Testo in esame »
Così oggi oltre l’80% degli investimenti effettuati nelle Borse è automatico, gestito da algoritmi, da computer. Per il mercato dei futures la percentuale raggiunge il 90%, con gli algoritmi piranha pronti a spolpare in un nanosecondo i pochi umani malcapitati.

Oggi ci sono decine di trilioni (migliaia di miliardi) investiti negli etf, i cosiddetti replicanti che investono passivamente (automaticamente) su un indice. Se la cosa va più che bene da un punto di vista dei costi ridotti, e ha funzionato negli anni grazie anche alle tendenze viste prima, non bisogna dimenticare le questioni un po’ più tecniche.

La maggior parte degli investimenti passivi compra sempre le stesse cose. Ad esempio, tutti gli Etf che replicano l’indice S&P 500 comprano gli stessi titoli. Il fatto è che oggi, data la grande crescita delle mega aziende, i primi 10 titoli nell’indice pesano per circa il 30% del totale. Con la sola Apple, che con i suoi quasi 3 trilioni – 3mila miliardi – di capitalizzazione, pesa da sola per il 7% di tutto l’indice.

Compiti da svolgere »
[a] Copia fedelmente dal testo sugli investimenti in Borsa il passo che va da "Oggi ci sono" fino a "po’ più tecniche." compreso.
[b] Secondo il testo sugli investimenti in Borsa, quanto pesa da sola Apple su tutto l'indice S&P 500?
[c] Prosegui il testo sugli investimenti in Borsa da dove si ferma.

Dati forniti »

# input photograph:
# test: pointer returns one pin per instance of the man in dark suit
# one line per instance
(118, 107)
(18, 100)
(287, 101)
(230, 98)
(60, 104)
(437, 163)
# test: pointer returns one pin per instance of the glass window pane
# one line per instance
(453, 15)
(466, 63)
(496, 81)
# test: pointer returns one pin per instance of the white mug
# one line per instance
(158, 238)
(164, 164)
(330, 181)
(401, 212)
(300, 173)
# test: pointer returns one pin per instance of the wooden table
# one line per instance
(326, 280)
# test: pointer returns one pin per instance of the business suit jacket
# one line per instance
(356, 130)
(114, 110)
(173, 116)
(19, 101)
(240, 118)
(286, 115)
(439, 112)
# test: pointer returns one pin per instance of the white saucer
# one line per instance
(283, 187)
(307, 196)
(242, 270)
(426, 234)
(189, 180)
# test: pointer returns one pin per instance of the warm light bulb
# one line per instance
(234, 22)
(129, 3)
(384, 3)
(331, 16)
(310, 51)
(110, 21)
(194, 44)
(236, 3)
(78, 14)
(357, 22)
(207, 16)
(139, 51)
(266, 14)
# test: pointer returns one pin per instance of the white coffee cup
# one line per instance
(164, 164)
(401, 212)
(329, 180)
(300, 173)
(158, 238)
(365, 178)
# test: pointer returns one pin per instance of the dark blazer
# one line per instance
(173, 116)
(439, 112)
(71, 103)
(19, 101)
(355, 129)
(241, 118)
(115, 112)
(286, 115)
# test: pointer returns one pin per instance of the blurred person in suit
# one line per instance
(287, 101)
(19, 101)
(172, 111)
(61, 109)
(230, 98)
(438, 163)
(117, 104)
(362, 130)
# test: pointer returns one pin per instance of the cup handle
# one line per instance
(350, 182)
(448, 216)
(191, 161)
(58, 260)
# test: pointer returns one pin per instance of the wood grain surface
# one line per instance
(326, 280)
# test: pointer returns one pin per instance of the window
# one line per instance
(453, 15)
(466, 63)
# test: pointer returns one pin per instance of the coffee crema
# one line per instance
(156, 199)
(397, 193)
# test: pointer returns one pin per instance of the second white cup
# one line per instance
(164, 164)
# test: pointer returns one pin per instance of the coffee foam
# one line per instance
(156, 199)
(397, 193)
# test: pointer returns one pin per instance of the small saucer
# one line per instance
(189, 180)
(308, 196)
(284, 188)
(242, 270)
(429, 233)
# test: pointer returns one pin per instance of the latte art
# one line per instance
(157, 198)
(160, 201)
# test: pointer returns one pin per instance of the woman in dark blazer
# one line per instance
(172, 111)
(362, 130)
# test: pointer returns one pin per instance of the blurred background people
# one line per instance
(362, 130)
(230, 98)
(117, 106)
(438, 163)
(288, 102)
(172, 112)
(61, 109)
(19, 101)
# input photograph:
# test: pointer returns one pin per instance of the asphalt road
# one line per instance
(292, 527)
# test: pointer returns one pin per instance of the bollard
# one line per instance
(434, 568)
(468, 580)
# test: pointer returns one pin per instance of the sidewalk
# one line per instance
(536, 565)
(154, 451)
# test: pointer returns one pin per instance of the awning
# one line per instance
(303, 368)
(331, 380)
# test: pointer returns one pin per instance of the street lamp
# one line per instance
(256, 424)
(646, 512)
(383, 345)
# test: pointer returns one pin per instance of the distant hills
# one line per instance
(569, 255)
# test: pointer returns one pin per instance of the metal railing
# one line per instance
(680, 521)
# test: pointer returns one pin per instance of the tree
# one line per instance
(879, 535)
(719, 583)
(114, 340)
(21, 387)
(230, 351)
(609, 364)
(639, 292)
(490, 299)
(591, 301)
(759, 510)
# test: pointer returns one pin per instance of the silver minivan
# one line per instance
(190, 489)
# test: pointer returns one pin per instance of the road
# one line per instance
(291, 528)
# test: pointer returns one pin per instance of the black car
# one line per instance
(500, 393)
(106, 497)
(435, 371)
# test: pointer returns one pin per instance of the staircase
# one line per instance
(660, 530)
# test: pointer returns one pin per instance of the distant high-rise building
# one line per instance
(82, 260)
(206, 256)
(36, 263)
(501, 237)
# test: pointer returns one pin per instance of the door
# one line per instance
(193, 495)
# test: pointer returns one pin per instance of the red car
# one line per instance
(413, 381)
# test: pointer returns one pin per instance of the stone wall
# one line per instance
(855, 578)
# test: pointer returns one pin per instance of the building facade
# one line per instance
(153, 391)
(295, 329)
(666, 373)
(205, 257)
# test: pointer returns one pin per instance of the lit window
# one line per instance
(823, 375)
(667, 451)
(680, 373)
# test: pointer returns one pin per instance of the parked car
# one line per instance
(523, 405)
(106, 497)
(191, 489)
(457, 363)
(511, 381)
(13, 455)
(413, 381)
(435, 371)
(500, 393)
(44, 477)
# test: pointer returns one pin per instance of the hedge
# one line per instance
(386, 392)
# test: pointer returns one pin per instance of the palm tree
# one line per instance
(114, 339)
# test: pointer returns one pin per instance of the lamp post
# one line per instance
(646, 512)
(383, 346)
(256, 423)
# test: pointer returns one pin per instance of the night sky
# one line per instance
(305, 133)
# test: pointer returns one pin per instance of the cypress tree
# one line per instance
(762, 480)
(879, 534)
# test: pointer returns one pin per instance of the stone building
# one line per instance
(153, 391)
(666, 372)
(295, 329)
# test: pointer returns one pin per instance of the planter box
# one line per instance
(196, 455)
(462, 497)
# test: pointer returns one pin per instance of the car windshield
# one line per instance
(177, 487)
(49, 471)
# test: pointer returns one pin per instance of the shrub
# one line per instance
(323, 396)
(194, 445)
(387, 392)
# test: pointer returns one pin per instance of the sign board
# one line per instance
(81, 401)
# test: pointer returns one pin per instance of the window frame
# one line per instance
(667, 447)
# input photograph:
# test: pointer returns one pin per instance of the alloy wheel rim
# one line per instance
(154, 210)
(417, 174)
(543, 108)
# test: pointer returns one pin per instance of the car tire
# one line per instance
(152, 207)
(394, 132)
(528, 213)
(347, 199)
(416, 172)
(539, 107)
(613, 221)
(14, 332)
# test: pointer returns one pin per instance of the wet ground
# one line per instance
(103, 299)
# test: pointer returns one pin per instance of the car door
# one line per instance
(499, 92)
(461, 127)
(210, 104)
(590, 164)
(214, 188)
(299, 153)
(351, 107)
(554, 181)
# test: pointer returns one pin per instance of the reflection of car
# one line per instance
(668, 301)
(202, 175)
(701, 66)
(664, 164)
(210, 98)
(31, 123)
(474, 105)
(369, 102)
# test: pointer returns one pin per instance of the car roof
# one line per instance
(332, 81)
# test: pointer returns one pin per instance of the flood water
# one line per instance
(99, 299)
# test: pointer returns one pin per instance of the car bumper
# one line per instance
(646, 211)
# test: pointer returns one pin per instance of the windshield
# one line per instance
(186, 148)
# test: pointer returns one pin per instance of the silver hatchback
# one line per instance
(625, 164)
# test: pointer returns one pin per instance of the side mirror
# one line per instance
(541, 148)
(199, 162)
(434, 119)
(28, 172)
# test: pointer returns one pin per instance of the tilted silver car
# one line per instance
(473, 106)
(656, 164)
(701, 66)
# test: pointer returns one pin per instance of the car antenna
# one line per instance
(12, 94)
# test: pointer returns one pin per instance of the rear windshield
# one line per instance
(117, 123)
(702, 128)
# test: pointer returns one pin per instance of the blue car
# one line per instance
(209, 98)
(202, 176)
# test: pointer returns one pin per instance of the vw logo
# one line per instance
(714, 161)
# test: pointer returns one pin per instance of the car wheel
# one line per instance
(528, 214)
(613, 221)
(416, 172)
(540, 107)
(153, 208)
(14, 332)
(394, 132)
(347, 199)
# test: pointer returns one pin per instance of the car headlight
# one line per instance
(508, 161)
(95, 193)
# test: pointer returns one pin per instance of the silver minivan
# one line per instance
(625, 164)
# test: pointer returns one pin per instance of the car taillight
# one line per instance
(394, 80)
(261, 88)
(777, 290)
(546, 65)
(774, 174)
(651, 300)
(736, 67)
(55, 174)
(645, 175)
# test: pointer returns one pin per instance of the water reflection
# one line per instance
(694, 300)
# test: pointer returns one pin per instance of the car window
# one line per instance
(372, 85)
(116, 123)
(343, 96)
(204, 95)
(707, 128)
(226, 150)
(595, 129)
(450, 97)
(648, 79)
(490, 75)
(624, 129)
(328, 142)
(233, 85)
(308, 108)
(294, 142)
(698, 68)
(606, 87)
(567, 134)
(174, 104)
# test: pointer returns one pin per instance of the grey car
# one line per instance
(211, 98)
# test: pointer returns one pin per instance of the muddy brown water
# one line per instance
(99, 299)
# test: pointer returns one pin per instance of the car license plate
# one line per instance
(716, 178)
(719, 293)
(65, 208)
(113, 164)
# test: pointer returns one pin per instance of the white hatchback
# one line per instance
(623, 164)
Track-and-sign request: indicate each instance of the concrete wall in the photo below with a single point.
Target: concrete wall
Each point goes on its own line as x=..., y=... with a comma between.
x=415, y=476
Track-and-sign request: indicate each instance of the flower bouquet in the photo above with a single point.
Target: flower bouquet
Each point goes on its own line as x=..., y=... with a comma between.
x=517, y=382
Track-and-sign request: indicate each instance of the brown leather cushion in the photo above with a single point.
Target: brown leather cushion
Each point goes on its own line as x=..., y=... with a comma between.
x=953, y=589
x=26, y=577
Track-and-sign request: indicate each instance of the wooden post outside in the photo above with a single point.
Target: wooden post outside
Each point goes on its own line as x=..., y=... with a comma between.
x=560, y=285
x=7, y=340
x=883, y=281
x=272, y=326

Risposte attese »
[a]
Oggi ci sono decine di trilioni (migliaia di miliardi) investiti negli etf, i cosiddetti replicanti che investono passivamente (automaticamente) su un indice. Se la cosa va più che bene da un punto di vista dei costi ridotti, e ha funzionato negli anni grazie anche alle tendenze viste prima, non bisogna dimenticare le questioni un po’ più tecniche.

[b] Il 7% di tutto l'indice.

[c]
Il che significa che questi enormi flussi di denaro investiti roboticamente si concentrano sempre di più sulle stesse aziende. In genere grandi aziende. Finché si sale va tutto bene. Il problema potrebbe porsi in caso di crisi & volatilità, dove eventuali fughe dall’azionario dei risparmiatori creerebbero ondate di vendita automatica su tutti i titoli. Dato che parliamo di trilioni, la cosa non sarebbe piacevole: ciò che succede quando si va su, in genere si ritorce quando si va giù. O, come dicono con più precisione i F.lli Boscoli, i guru del senno di poi:

“Quando sale si vede, ma quando scende va più veloce”.

Non è detto che l’investimento passivo sia una ricetta valida per tutte le stagioni.

Ad esempio, un etf sull’indice della Borsa Usa negli anni ‘30 (dopo il crollo del 1929) avrebbe fatto una discesa a precipizio di -86% in 3 anni e poi ci sarebbero voluti quasi 25 anni solo per tornare in pari:



Oppure avrebbe fatto un estenuante zig-zag senza direzione a suon di +/- 25% per oltre 15 anni, dalla metà degli anni ‘60 ai primi anni ’80:



Tutto questo semplicemente per dire che l’epoca che abbiamo vissuto negli ultimi 40 anni (dei tassi in ribasso e dell’investimento più facile) non è affatto garantito che prosegua. Dato però che, per la maggior parte delle persone che investono, questa è l’unica epoca che hanno vissuto, immaginare che le cose possano andare diversamente, che i tempi possano cambiare, dev’essere particolarmente difficile.

Per dirla con Howard Marks, altro gestore piuttosto bravo, il calo ultradecennale dei tassi di interesse ha distorto l’economia e il comportamento dei partecipanti ai mercati finanziari. Ha fatto fare investimenti che altrimenti non sarebbero mai stati fatti e favorito l’assunzione di rischi che in altri contesti non sarebbero mai sati accettati.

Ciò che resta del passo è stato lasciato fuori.